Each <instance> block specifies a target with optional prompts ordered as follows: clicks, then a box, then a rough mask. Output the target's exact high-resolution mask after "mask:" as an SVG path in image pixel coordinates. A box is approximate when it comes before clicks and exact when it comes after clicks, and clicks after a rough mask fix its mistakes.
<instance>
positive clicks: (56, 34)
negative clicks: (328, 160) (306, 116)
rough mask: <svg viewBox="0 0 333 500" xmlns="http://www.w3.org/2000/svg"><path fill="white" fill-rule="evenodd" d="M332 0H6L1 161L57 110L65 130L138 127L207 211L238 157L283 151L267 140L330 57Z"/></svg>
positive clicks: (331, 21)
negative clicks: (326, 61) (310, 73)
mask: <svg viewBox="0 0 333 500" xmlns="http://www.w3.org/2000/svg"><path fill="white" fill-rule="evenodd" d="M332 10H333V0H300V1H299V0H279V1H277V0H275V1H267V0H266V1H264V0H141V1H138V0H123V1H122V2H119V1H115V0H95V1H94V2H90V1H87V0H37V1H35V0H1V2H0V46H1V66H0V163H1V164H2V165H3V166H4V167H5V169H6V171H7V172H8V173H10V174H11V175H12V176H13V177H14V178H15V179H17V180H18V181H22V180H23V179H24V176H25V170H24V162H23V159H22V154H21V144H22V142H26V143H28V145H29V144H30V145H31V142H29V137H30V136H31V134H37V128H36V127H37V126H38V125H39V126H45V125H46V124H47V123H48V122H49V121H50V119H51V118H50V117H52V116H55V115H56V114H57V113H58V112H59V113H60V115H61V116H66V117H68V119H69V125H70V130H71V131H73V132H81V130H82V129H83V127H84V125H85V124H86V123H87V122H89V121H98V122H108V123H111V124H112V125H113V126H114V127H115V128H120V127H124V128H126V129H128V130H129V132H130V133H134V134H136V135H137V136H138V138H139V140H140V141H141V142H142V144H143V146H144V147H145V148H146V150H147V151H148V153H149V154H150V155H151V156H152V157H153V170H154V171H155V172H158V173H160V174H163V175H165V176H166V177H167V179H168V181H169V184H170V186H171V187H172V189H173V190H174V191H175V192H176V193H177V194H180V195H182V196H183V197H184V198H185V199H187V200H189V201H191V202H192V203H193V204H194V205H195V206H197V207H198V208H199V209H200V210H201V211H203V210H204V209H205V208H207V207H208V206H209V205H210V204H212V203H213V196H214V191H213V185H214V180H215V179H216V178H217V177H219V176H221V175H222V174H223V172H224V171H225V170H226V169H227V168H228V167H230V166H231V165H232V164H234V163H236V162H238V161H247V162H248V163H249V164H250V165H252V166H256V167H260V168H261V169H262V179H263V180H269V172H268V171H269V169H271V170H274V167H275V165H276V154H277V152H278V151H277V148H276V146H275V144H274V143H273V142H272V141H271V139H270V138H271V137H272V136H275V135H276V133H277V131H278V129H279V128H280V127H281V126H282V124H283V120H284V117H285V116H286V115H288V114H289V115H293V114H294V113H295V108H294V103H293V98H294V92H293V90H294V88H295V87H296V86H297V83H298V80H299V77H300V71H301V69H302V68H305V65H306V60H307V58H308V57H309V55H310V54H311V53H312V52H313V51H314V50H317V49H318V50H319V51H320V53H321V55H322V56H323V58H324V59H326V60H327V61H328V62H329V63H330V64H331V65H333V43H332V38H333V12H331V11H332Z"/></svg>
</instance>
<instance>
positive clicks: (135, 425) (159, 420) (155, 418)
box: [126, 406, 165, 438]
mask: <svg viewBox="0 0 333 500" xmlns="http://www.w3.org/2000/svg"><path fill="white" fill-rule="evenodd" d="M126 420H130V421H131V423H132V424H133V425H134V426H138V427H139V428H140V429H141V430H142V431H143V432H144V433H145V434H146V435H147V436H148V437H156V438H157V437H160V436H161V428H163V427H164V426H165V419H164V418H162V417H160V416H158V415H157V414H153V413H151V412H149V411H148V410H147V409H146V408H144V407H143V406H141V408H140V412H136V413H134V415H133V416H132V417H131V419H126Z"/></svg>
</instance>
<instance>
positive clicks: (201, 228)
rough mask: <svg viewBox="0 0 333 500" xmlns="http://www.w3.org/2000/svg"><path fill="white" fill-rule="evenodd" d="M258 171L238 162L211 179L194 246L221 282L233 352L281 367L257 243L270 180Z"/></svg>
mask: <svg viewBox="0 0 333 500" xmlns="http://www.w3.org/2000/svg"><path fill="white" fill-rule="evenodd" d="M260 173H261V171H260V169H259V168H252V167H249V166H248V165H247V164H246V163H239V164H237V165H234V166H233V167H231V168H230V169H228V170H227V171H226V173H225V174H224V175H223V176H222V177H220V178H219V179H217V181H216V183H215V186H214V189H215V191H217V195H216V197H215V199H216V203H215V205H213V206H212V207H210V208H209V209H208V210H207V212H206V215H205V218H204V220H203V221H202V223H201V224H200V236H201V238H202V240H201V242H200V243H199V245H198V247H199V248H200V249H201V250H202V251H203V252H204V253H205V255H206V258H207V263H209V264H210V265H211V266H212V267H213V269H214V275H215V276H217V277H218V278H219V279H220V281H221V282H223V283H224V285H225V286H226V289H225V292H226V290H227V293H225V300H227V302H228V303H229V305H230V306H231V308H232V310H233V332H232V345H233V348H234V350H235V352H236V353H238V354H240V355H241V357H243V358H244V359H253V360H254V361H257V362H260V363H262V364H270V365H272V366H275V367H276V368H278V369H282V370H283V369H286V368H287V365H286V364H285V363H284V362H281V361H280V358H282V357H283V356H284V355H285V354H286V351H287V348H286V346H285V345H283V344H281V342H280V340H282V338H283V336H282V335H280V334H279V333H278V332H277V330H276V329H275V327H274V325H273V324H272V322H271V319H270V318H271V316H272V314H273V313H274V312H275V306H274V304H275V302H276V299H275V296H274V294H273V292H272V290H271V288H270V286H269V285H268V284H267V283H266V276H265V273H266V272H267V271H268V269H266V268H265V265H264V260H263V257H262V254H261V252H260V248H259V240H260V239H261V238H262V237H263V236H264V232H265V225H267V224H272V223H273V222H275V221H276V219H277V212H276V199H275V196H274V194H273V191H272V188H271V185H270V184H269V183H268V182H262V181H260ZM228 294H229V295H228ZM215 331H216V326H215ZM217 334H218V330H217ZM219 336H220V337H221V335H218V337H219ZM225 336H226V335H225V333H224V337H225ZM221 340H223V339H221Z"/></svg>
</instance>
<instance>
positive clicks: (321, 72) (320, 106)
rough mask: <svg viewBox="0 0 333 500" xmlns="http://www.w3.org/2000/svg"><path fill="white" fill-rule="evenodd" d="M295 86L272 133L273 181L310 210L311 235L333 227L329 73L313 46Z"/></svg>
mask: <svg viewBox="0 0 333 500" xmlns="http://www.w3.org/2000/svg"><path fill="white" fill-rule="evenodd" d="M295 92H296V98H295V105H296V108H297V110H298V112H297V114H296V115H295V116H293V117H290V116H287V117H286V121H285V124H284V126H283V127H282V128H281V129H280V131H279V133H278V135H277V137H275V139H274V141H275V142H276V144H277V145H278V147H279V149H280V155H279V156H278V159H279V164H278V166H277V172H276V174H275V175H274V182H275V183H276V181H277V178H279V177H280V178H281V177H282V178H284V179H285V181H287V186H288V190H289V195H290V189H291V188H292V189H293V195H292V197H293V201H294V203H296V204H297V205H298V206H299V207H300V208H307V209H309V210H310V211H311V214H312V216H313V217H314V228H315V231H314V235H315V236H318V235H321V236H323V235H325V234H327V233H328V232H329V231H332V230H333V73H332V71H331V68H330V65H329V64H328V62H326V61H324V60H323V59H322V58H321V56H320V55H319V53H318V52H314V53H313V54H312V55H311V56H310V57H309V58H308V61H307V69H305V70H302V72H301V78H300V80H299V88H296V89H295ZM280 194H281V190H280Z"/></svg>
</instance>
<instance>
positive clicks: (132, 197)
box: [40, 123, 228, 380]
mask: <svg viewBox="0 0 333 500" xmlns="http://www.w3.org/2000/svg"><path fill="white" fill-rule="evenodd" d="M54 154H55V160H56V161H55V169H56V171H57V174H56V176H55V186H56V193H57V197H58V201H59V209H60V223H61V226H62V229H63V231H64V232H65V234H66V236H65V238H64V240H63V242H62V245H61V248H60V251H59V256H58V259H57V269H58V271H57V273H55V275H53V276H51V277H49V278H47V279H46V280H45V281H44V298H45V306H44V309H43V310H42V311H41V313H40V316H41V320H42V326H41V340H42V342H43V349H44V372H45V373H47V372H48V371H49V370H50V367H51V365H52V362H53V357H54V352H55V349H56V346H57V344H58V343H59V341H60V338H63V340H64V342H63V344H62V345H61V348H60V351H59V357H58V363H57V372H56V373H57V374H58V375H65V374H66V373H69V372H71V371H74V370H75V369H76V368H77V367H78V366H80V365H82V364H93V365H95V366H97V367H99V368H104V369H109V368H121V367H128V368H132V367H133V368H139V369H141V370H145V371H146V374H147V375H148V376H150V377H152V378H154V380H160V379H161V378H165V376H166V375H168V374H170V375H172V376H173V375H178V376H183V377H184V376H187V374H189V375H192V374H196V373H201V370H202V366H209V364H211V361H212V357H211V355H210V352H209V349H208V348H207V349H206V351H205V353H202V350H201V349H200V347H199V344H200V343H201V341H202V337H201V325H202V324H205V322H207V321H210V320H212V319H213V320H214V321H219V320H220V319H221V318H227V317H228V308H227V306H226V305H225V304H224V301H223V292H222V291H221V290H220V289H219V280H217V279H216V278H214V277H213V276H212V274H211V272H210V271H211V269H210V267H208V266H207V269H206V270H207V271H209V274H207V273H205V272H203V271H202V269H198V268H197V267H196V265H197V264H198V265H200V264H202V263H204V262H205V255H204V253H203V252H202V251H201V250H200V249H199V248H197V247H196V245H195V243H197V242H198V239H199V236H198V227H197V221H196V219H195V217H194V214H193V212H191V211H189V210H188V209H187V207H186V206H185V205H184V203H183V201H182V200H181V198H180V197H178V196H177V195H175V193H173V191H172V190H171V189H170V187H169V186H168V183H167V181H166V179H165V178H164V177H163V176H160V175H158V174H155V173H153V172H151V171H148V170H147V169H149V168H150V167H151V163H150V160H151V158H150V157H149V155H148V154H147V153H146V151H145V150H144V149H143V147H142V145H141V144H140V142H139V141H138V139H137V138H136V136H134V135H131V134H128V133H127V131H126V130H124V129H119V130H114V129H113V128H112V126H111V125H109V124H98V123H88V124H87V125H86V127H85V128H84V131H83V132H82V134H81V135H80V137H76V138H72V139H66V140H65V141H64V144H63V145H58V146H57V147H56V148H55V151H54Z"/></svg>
________
> Problem requirements
Find "positive" in the preceding records. Copy each line that holds it.

> Solution below
positive clicks: (56, 34)
positive clicks: (331, 21)
positive clicks: (135, 425) (159, 420) (155, 418)
positive clicks: (201, 228)
positive clicks: (321, 72) (320, 106)
positive clicks: (132, 197)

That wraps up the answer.